***** GIVEN ENTRIES

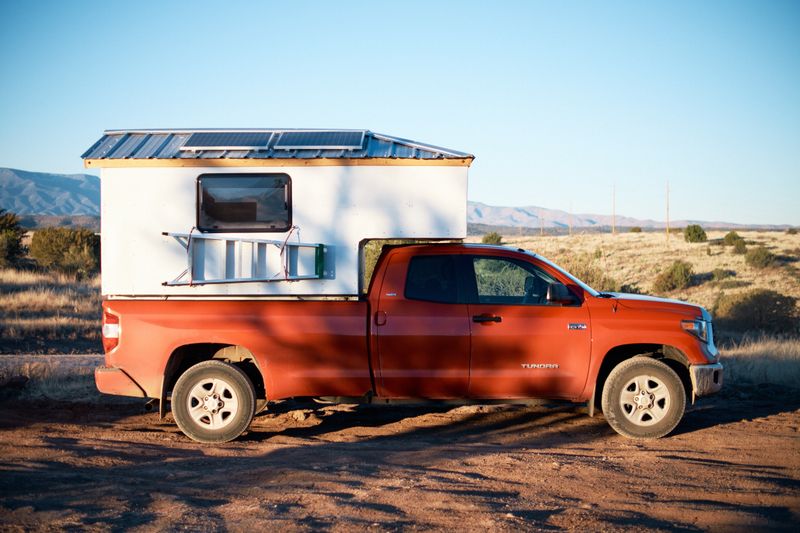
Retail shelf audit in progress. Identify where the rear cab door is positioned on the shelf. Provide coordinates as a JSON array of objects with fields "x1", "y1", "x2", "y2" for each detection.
[
  {"x1": 465, "y1": 249, "x2": 592, "y2": 400},
  {"x1": 371, "y1": 247, "x2": 471, "y2": 398}
]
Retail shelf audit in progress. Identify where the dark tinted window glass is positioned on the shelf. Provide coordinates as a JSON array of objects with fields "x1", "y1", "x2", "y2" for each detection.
[
  {"x1": 404, "y1": 255, "x2": 459, "y2": 304},
  {"x1": 198, "y1": 174, "x2": 290, "y2": 232}
]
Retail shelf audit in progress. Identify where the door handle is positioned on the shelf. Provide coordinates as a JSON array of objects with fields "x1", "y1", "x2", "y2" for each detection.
[
  {"x1": 375, "y1": 310, "x2": 387, "y2": 326},
  {"x1": 473, "y1": 315, "x2": 502, "y2": 323}
]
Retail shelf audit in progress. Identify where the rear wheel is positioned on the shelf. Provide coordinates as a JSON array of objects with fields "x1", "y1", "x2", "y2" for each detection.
[
  {"x1": 172, "y1": 360, "x2": 255, "y2": 443},
  {"x1": 601, "y1": 357, "x2": 686, "y2": 439}
]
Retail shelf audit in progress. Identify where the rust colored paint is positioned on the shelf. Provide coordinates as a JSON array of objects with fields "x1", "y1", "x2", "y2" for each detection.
[
  {"x1": 372, "y1": 252, "x2": 471, "y2": 398},
  {"x1": 98, "y1": 244, "x2": 717, "y2": 406},
  {"x1": 101, "y1": 299, "x2": 371, "y2": 400}
]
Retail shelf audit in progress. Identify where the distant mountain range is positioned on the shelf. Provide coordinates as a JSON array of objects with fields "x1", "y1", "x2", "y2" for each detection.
[
  {"x1": 0, "y1": 167, "x2": 790, "y2": 229},
  {"x1": 467, "y1": 202, "x2": 787, "y2": 230},
  {"x1": 0, "y1": 167, "x2": 99, "y2": 216}
]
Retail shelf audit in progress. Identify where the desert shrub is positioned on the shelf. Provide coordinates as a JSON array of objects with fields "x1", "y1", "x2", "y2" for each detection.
[
  {"x1": 712, "y1": 268, "x2": 734, "y2": 281},
  {"x1": 733, "y1": 239, "x2": 747, "y2": 254},
  {"x1": 0, "y1": 209, "x2": 26, "y2": 266},
  {"x1": 714, "y1": 289, "x2": 797, "y2": 333},
  {"x1": 29, "y1": 227, "x2": 100, "y2": 276},
  {"x1": 787, "y1": 228, "x2": 798, "y2": 235},
  {"x1": 723, "y1": 231, "x2": 742, "y2": 246},
  {"x1": 593, "y1": 248, "x2": 603, "y2": 259},
  {"x1": 684, "y1": 224, "x2": 707, "y2": 243},
  {"x1": 481, "y1": 231, "x2": 503, "y2": 245},
  {"x1": 653, "y1": 260, "x2": 693, "y2": 293},
  {"x1": 629, "y1": 226, "x2": 642, "y2": 233},
  {"x1": 745, "y1": 246, "x2": 776, "y2": 269}
]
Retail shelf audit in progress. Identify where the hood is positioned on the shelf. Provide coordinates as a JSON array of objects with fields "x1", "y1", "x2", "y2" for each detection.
[{"x1": 606, "y1": 292, "x2": 708, "y2": 318}]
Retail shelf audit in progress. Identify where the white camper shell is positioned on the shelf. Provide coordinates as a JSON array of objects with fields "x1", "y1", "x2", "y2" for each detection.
[{"x1": 82, "y1": 129, "x2": 473, "y2": 298}]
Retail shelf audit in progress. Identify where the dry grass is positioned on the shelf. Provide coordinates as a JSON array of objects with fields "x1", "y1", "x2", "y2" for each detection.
[
  {"x1": 472, "y1": 230, "x2": 800, "y2": 315},
  {"x1": 720, "y1": 336, "x2": 800, "y2": 390},
  {"x1": 0, "y1": 355, "x2": 130, "y2": 402},
  {"x1": 0, "y1": 268, "x2": 101, "y2": 354}
]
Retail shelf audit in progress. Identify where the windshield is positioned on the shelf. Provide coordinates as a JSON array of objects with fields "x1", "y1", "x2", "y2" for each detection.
[{"x1": 525, "y1": 251, "x2": 601, "y2": 297}]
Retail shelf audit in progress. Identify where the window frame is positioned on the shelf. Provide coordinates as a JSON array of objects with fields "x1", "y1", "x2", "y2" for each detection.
[
  {"x1": 196, "y1": 172, "x2": 292, "y2": 233},
  {"x1": 465, "y1": 254, "x2": 581, "y2": 307}
]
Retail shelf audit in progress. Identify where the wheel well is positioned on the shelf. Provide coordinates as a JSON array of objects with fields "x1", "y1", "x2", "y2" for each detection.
[
  {"x1": 594, "y1": 344, "x2": 691, "y2": 410},
  {"x1": 162, "y1": 344, "x2": 266, "y2": 407}
]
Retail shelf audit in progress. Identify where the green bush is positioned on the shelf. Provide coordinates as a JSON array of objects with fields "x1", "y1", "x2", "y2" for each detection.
[
  {"x1": 733, "y1": 239, "x2": 747, "y2": 254},
  {"x1": 723, "y1": 231, "x2": 742, "y2": 246},
  {"x1": 29, "y1": 227, "x2": 100, "y2": 276},
  {"x1": 787, "y1": 228, "x2": 798, "y2": 235},
  {"x1": 0, "y1": 209, "x2": 26, "y2": 266},
  {"x1": 629, "y1": 226, "x2": 642, "y2": 233},
  {"x1": 683, "y1": 224, "x2": 707, "y2": 243},
  {"x1": 481, "y1": 231, "x2": 503, "y2": 245},
  {"x1": 711, "y1": 268, "x2": 734, "y2": 281},
  {"x1": 744, "y1": 246, "x2": 776, "y2": 269},
  {"x1": 653, "y1": 260, "x2": 693, "y2": 293},
  {"x1": 714, "y1": 289, "x2": 797, "y2": 333}
]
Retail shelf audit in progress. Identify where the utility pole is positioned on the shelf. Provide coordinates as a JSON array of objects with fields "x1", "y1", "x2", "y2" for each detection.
[
  {"x1": 612, "y1": 184, "x2": 616, "y2": 235},
  {"x1": 539, "y1": 208, "x2": 544, "y2": 236},
  {"x1": 569, "y1": 202, "x2": 573, "y2": 236},
  {"x1": 666, "y1": 180, "x2": 670, "y2": 244}
]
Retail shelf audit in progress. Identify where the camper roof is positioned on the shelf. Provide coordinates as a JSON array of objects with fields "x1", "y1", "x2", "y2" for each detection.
[{"x1": 81, "y1": 129, "x2": 474, "y2": 166}]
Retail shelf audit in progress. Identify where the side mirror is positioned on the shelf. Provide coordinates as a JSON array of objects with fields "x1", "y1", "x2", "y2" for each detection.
[{"x1": 546, "y1": 282, "x2": 576, "y2": 305}]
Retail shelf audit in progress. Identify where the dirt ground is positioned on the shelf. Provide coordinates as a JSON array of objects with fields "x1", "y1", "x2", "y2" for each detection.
[{"x1": 1, "y1": 376, "x2": 799, "y2": 532}]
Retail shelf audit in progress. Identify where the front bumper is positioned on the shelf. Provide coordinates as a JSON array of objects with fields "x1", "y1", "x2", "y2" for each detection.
[
  {"x1": 95, "y1": 366, "x2": 146, "y2": 398},
  {"x1": 689, "y1": 362, "x2": 723, "y2": 400}
]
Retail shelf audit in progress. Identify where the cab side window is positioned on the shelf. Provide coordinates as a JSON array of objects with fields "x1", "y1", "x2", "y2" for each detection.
[
  {"x1": 472, "y1": 257, "x2": 557, "y2": 305},
  {"x1": 404, "y1": 255, "x2": 459, "y2": 304}
]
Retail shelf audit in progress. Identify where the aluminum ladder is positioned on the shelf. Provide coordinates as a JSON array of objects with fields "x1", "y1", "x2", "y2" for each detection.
[{"x1": 162, "y1": 231, "x2": 326, "y2": 286}]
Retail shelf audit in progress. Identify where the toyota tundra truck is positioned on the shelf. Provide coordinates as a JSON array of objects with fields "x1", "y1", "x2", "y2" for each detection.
[{"x1": 97, "y1": 243, "x2": 723, "y2": 443}]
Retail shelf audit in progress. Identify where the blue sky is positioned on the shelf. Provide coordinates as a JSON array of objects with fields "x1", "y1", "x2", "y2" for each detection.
[{"x1": 1, "y1": 0, "x2": 798, "y2": 225}]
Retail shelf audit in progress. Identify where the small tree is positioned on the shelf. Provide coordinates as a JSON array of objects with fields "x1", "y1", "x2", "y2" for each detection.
[
  {"x1": 723, "y1": 231, "x2": 742, "y2": 246},
  {"x1": 629, "y1": 226, "x2": 642, "y2": 233},
  {"x1": 29, "y1": 227, "x2": 100, "y2": 276},
  {"x1": 684, "y1": 224, "x2": 707, "y2": 243},
  {"x1": 481, "y1": 231, "x2": 503, "y2": 245},
  {"x1": 0, "y1": 208, "x2": 26, "y2": 267},
  {"x1": 733, "y1": 239, "x2": 747, "y2": 254}
]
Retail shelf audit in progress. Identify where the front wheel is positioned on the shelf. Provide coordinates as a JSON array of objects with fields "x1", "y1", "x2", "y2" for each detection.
[
  {"x1": 172, "y1": 360, "x2": 256, "y2": 443},
  {"x1": 601, "y1": 357, "x2": 686, "y2": 439}
]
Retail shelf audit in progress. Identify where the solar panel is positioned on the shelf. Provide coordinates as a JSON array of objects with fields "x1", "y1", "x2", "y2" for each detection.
[
  {"x1": 180, "y1": 132, "x2": 273, "y2": 151},
  {"x1": 274, "y1": 130, "x2": 365, "y2": 150}
]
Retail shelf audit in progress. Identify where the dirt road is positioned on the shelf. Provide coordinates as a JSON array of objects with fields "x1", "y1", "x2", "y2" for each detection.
[{"x1": 1, "y1": 387, "x2": 798, "y2": 532}]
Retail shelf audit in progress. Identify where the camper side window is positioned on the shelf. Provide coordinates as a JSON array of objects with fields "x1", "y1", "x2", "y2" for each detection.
[{"x1": 198, "y1": 173, "x2": 291, "y2": 232}]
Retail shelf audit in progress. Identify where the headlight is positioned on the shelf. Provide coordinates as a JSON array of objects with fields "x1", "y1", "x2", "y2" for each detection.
[{"x1": 681, "y1": 319, "x2": 708, "y2": 343}]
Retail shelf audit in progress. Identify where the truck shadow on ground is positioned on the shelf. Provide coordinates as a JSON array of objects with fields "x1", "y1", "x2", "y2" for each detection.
[{"x1": 2, "y1": 388, "x2": 799, "y2": 530}]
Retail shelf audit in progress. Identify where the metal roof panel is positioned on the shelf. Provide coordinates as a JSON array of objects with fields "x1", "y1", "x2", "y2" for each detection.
[{"x1": 81, "y1": 129, "x2": 473, "y2": 162}]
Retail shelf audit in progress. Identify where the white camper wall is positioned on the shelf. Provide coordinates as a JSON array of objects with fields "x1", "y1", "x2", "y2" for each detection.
[{"x1": 100, "y1": 164, "x2": 467, "y2": 297}]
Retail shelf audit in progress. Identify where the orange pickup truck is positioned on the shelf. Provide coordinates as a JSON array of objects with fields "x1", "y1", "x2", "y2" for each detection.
[{"x1": 97, "y1": 243, "x2": 723, "y2": 443}]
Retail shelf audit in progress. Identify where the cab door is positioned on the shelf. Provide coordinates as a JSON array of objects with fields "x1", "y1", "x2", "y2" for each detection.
[
  {"x1": 466, "y1": 254, "x2": 591, "y2": 399},
  {"x1": 373, "y1": 252, "x2": 471, "y2": 398}
]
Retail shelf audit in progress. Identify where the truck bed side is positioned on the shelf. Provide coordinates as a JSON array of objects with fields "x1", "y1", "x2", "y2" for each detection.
[{"x1": 102, "y1": 299, "x2": 372, "y2": 400}]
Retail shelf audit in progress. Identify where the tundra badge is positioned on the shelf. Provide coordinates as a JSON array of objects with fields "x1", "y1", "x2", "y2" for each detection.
[
  {"x1": 568, "y1": 323, "x2": 587, "y2": 330},
  {"x1": 521, "y1": 363, "x2": 559, "y2": 369}
]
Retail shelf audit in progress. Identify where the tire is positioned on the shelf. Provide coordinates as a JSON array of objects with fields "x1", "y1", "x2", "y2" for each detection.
[
  {"x1": 172, "y1": 360, "x2": 255, "y2": 443},
  {"x1": 601, "y1": 357, "x2": 686, "y2": 439}
]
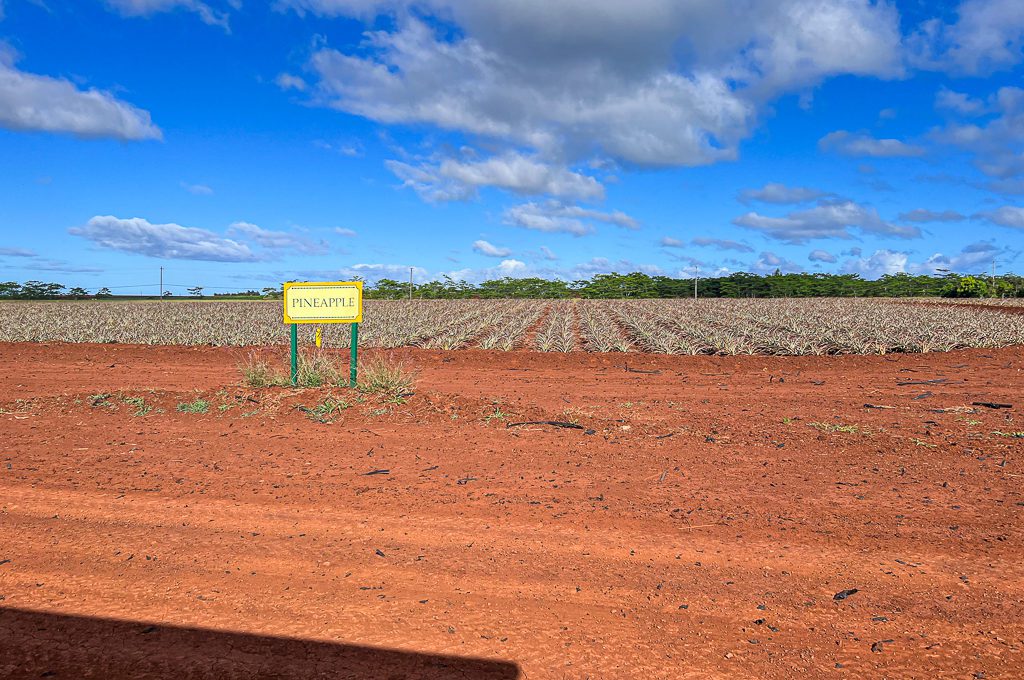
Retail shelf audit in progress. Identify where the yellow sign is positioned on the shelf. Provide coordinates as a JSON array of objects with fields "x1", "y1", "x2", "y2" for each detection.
[{"x1": 283, "y1": 281, "x2": 363, "y2": 324}]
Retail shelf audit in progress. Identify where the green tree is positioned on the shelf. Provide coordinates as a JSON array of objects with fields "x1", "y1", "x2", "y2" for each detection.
[
  {"x1": 20, "y1": 281, "x2": 65, "y2": 298},
  {"x1": 941, "y1": 276, "x2": 989, "y2": 298}
]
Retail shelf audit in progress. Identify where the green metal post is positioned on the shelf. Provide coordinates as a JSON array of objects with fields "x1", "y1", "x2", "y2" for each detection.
[
  {"x1": 290, "y1": 323, "x2": 298, "y2": 386},
  {"x1": 350, "y1": 323, "x2": 359, "y2": 388}
]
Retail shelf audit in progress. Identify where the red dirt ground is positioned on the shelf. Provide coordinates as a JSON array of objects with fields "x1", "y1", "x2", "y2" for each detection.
[{"x1": 1, "y1": 341, "x2": 1022, "y2": 679}]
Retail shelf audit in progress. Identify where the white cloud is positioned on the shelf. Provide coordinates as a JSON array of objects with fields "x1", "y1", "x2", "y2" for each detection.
[
  {"x1": 0, "y1": 247, "x2": 37, "y2": 257},
  {"x1": 70, "y1": 216, "x2": 257, "y2": 262},
  {"x1": 181, "y1": 181, "x2": 214, "y2": 195},
  {"x1": 384, "y1": 159, "x2": 475, "y2": 202},
  {"x1": 840, "y1": 249, "x2": 908, "y2": 278},
  {"x1": 691, "y1": 237, "x2": 755, "y2": 253},
  {"x1": 339, "y1": 263, "x2": 429, "y2": 282},
  {"x1": 571, "y1": 256, "x2": 663, "y2": 277},
  {"x1": 935, "y1": 88, "x2": 988, "y2": 116},
  {"x1": 908, "y1": 0, "x2": 1024, "y2": 75},
  {"x1": 439, "y1": 153, "x2": 604, "y2": 200},
  {"x1": 275, "y1": 73, "x2": 308, "y2": 91},
  {"x1": 497, "y1": 258, "x2": 526, "y2": 274},
  {"x1": 539, "y1": 246, "x2": 557, "y2": 261},
  {"x1": 933, "y1": 86, "x2": 1024, "y2": 179},
  {"x1": 660, "y1": 237, "x2": 685, "y2": 248},
  {"x1": 503, "y1": 200, "x2": 638, "y2": 236},
  {"x1": 819, "y1": 130, "x2": 926, "y2": 158},
  {"x1": 385, "y1": 152, "x2": 604, "y2": 202},
  {"x1": 977, "y1": 206, "x2": 1024, "y2": 229},
  {"x1": 914, "y1": 242, "x2": 1003, "y2": 273},
  {"x1": 738, "y1": 182, "x2": 827, "y2": 204},
  {"x1": 0, "y1": 52, "x2": 161, "y2": 140},
  {"x1": 333, "y1": 227, "x2": 357, "y2": 237},
  {"x1": 104, "y1": 0, "x2": 232, "y2": 30},
  {"x1": 228, "y1": 221, "x2": 329, "y2": 254},
  {"x1": 808, "y1": 249, "x2": 837, "y2": 263},
  {"x1": 734, "y1": 199, "x2": 920, "y2": 243},
  {"x1": 294, "y1": 2, "x2": 901, "y2": 169},
  {"x1": 898, "y1": 208, "x2": 966, "y2": 223},
  {"x1": 752, "y1": 251, "x2": 802, "y2": 274},
  {"x1": 472, "y1": 239, "x2": 511, "y2": 257},
  {"x1": 840, "y1": 242, "x2": 1004, "y2": 278}
]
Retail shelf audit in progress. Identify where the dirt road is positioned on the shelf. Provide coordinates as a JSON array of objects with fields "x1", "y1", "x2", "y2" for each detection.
[{"x1": 1, "y1": 342, "x2": 1022, "y2": 678}]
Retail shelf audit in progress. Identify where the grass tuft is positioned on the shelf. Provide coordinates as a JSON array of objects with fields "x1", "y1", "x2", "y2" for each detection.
[
  {"x1": 239, "y1": 352, "x2": 289, "y2": 388},
  {"x1": 357, "y1": 357, "x2": 416, "y2": 397},
  {"x1": 299, "y1": 397, "x2": 350, "y2": 423},
  {"x1": 809, "y1": 422, "x2": 859, "y2": 434}
]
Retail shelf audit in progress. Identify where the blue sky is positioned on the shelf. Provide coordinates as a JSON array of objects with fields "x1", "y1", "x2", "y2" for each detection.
[{"x1": 1, "y1": 0, "x2": 1023, "y2": 294}]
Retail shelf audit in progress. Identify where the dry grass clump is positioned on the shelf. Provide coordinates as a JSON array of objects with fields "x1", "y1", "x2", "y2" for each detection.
[
  {"x1": 357, "y1": 356, "x2": 417, "y2": 397},
  {"x1": 240, "y1": 350, "x2": 343, "y2": 388},
  {"x1": 240, "y1": 351, "x2": 288, "y2": 387},
  {"x1": 240, "y1": 350, "x2": 416, "y2": 395}
]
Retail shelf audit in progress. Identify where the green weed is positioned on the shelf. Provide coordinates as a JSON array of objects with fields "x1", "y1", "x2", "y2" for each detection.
[
  {"x1": 176, "y1": 399, "x2": 210, "y2": 414},
  {"x1": 122, "y1": 396, "x2": 152, "y2": 417}
]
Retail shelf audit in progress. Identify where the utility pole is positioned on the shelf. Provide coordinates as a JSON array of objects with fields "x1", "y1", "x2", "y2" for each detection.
[
  {"x1": 992, "y1": 258, "x2": 996, "y2": 298},
  {"x1": 409, "y1": 267, "x2": 414, "y2": 301},
  {"x1": 160, "y1": 266, "x2": 164, "y2": 301},
  {"x1": 693, "y1": 266, "x2": 699, "y2": 299}
]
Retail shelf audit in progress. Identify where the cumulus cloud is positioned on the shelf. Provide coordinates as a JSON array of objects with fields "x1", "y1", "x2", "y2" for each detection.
[
  {"x1": 0, "y1": 51, "x2": 162, "y2": 140},
  {"x1": 898, "y1": 208, "x2": 966, "y2": 222},
  {"x1": 734, "y1": 199, "x2": 920, "y2": 244},
  {"x1": 70, "y1": 216, "x2": 257, "y2": 262},
  {"x1": 908, "y1": 0, "x2": 1024, "y2": 75},
  {"x1": 752, "y1": 251, "x2": 802, "y2": 274},
  {"x1": 572, "y1": 257, "x2": 663, "y2": 277},
  {"x1": 840, "y1": 249, "x2": 908, "y2": 278},
  {"x1": 472, "y1": 239, "x2": 511, "y2": 257},
  {"x1": 228, "y1": 221, "x2": 329, "y2": 255},
  {"x1": 386, "y1": 152, "x2": 604, "y2": 202},
  {"x1": 503, "y1": 201, "x2": 638, "y2": 236},
  {"x1": 935, "y1": 88, "x2": 988, "y2": 116},
  {"x1": 840, "y1": 242, "x2": 1005, "y2": 277},
  {"x1": 818, "y1": 130, "x2": 926, "y2": 158},
  {"x1": 690, "y1": 237, "x2": 755, "y2": 252},
  {"x1": 914, "y1": 242, "x2": 1004, "y2": 273},
  {"x1": 496, "y1": 258, "x2": 526, "y2": 274},
  {"x1": 977, "y1": 206, "x2": 1024, "y2": 229},
  {"x1": 104, "y1": 0, "x2": 232, "y2": 30},
  {"x1": 933, "y1": 86, "x2": 1024, "y2": 179},
  {"x1": 660, "y1": 237, "x2": 685, "y2": 248},
  {"x1": 333, "y1": 227, "x2": 357, "y2": 237},
  {"x1": 292, "y1": 2, "x2": 901, "y2": 170},
  {"x1": 738, "y1": 182, "x2": 827, "y2": 204},
  {"x1": 336, "y1": 263, "x2": 428, "y2": 282},
  {"x1": 808, "y1": 249, "x2": 837, "y2": 263}
]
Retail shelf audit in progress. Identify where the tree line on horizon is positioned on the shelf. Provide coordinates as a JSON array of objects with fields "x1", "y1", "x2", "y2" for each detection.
[{"x1": 2, "y1": 270, "x2": 1022, "y2": 300}]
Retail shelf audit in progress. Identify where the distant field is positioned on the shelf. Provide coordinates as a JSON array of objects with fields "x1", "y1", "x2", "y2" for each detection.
[{"x1": 2, "y1": 298, "x2": 1023, "y2": 355}]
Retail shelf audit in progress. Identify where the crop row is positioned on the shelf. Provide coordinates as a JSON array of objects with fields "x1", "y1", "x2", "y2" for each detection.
[{"x1": 1, "y1": 298, "x2": 1022, "y2": 355}]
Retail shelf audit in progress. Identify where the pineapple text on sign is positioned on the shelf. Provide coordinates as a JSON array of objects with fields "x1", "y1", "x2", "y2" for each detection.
[{"x1": 283, "y1": 282, "x2": 363, "y2": 324}]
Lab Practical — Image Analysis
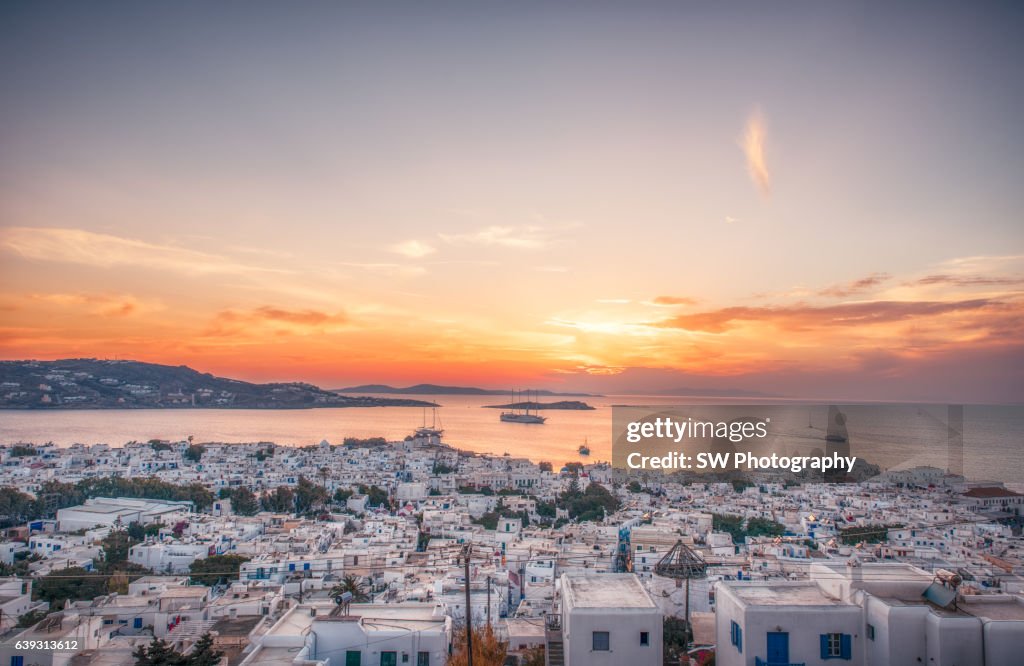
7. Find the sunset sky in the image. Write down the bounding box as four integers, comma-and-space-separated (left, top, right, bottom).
1, 2, 1022, 402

**********

*YOUR TASK*. Copy only this part of the entries above: the line with "Retail shelf audit in progress. Identify where the crop", the line with "Lab Practical — Image Analysis", and the lines between, all exactly as written.

*EXERCISE RESPONSE*.
Retail shelf audit in progress. Identify where the crop row is positioned on the shelf. Provide coordinates as a JSON array of objects with fields "x1", "y1", "x2", "y2" for each detection.
[{"x1": 1, "y1": 298, "x2": 1022, "y2": 355}]
Retail shelf audit in progress. Identify where the pineapple text on sign is positioned on the shelf. Provide coordinates as a JSON array of objects with fields "x1", "y1", "x2", "y2" for each detection.
[{"x1": 283, "y1": 282, "x2": 363, "y2": 324}]
Lab Practical — Image Analysis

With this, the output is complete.